**About this exercise**
Return the number of lines below with "every" in them, and nothing else.

···

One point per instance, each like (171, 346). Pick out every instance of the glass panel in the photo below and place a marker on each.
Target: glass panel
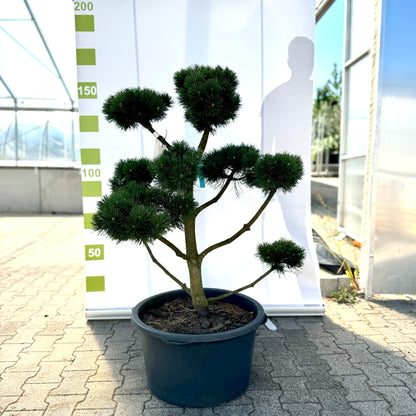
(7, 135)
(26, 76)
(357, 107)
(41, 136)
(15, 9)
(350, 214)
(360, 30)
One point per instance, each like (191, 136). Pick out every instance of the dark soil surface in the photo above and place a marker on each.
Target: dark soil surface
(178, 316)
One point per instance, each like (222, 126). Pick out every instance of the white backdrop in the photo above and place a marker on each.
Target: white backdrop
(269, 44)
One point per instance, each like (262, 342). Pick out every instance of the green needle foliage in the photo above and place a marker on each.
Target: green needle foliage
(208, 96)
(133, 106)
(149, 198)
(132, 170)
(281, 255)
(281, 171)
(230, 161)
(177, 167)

···

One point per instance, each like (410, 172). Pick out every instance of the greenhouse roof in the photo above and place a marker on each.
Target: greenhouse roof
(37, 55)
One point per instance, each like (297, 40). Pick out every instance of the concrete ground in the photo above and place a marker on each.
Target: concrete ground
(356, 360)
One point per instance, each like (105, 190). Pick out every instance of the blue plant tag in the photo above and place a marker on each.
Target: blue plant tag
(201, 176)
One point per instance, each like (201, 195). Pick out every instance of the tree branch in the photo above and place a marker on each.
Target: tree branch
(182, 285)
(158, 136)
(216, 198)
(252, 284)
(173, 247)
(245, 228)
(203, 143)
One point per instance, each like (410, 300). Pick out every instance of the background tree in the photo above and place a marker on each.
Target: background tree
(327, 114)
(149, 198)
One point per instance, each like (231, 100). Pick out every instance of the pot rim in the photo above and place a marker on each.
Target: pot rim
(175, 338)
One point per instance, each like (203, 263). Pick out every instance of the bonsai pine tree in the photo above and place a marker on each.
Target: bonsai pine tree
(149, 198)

···

**Worked solution**
11